Задание:
Продолжите отрывок об отце Иоанне Кронштадтском, начав сразу после его последнего предложения.
====== Отрывок текста ======
Отец Иоанн каждую литургию считал за правило говорить поучение, заранее его обдумав, а иногда и написав. Выходя же на амвон, непременно молился: "Господи, помоги мне сказать слово на пользу слушающим".
Батюшка стремился всегда иметь святое, серьезное отношение к Богу и близким. Мы часто поверхностно рассуждаем о предметах веры, а к людям бываем неискренни и недоброжелательны; Кронштадтский же светильник горел духом ко Господу, а в человеке видел образ Его, и потому каждого ценил, уважал и любил.
Отец Иоанн обладал даром слез, которые часто наблюдались у него при совершении Божественной литургии, тайном молитвенном покаянии и духовном созерцании. Слезы эти, как говорил он, не вредили его зрению. "Ты, Господи, устроил то, что я не боюсь проливать пред Тобой слезы покаяния и умиления, ибо они не ослабляют, а очищают и укрепляют мое зрение.
Слезы мира сего — от печали мирской — ослабляют и совсем ослепляют человека много плачущего, а слезы благодатные производят противное действие. За сие и за все благое — слава Богу" (От смерти к жизни, с.36).
Батюшка часто в своих проповедях указывал на близкое Пришествие Спасителя, ожидал Его и чувствовал, как сама природа готовится к сему великому моменту. Главным образом он обращал внимание на огонь, которым будет уничтожен мир подобно тому, как древний истреблен водой. "Всякий раз, — говорил он, — как я смотрю на огонь и особенно на бушующую стихию его при пожарах и других случаях, то думаю: стихия всегда готова и только ожидает повеления Творца вселенной выступить к исполнению своей задачи — уничтожить все, что на земле, вместе с людьми, их беззакониями и делами". А вот еще подобная запись: "Когда воды земного шара потеряют свое равновесие с подземным огнем и огонь пересилит водную стихию, непрестанно убывающую, тогда произойдет огненный потоп, предсказанный в Священном Писании и особенно в послании апостола Петра, и настанет Второе Славное Пришествие Господа и суд всему миру. К тому времени нравы чрезвычайно развратятся. Верьте, что Второе Пришествие Господа Иисуса Христа со славою — при дверях" (Созерцательное подвижничество, с.88).
====== Фрагменты данных ======
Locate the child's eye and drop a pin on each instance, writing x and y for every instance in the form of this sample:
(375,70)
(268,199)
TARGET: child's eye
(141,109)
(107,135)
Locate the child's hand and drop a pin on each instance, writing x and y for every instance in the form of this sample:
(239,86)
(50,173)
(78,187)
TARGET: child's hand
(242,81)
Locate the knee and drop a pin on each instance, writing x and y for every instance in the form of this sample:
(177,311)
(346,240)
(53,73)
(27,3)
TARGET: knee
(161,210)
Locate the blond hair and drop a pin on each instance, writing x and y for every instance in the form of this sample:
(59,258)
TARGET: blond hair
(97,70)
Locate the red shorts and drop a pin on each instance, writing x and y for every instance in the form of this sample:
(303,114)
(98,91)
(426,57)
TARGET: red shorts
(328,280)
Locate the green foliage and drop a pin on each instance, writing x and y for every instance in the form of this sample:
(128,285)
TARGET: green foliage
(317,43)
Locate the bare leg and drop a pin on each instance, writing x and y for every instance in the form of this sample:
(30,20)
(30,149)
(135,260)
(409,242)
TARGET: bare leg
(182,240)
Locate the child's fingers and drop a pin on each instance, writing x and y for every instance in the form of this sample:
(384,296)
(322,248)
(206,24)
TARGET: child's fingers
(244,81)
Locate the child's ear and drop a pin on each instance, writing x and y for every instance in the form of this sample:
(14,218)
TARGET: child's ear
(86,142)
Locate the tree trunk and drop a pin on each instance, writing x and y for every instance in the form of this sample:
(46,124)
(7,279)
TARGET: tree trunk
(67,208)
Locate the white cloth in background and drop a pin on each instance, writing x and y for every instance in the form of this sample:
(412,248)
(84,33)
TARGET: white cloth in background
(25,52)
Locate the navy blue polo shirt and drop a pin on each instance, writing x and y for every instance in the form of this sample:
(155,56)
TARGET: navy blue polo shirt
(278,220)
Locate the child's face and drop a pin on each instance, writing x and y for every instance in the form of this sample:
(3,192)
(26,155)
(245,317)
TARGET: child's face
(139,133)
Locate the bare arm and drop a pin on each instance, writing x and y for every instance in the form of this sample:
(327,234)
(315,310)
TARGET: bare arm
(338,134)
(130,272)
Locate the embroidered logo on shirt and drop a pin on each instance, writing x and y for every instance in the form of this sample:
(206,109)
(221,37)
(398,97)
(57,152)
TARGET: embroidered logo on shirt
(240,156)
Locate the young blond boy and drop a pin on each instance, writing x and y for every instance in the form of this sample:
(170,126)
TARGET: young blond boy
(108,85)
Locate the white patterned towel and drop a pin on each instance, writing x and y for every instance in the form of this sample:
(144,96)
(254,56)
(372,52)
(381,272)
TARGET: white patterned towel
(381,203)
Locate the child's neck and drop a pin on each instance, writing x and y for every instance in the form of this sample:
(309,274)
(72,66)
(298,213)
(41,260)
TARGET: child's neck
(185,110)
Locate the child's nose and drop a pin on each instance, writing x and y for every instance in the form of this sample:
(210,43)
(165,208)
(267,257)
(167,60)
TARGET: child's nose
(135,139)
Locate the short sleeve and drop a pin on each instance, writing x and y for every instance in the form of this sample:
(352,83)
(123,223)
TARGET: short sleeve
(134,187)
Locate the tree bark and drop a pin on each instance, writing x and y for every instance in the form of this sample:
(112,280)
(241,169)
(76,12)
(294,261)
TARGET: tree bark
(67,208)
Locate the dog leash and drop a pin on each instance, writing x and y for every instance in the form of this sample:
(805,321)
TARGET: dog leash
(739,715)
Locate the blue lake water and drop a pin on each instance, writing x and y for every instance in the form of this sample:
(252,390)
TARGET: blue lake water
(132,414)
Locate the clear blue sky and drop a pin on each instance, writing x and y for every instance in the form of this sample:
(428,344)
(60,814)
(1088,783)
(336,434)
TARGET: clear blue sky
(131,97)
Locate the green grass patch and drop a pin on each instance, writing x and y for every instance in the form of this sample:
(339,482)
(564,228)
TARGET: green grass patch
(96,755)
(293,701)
======
Ответ к заданию:
Отец Иоанн в поучениях, беседах и дневниках часто напоминал, что грех, беззаконие томит человека, вселяет в него тоску, терзание совести, и наоборот, свобода от страстей бодрит сердце и освежает весь организм. Здесь сказался духовный опыт батюшки, неусыпно боровшегося с греховной природой.
Любил отец Иоанн говорить о пространстве сердечном, коего сам постоянно искал и просил у Господа. А определял он это так: это состояние духа, когда не гнетет тебя ни уныние, ни скука, ни страх, ни какие-либо другие страсти. Оно открыто для восприятия духовных благ и переполняется ими. Ему противоположна туга душевная, происходящая от всякого рода скверны и удаления от нас благодати Божией.
Отец Иоанн восхвалял простоту, указывая на то, что Сам Господь есть Простое Существо. Вера, трудолюбие, обходительность, смирение, незлобие, тихость, покорность, послушание — все это, пояснял батюшка, возрастает на почве простой души.
Отец Иоанн во всем добивался совершенства. Так, признавал только сердечную глубокую молитву, а поспешную и рассеянную считал одним лишь воздухобиением. Придавал значение каждому своему слову, потому никогда не говорил ничего лишнего. Человеческая речь, объяснял великий пастырь, есть образ слова Божия, и как таковая она должна быть свята и справедлива. Отсюда не должно быть противоречия между словом и делом: что сказано и обещано, то и следует исполнять.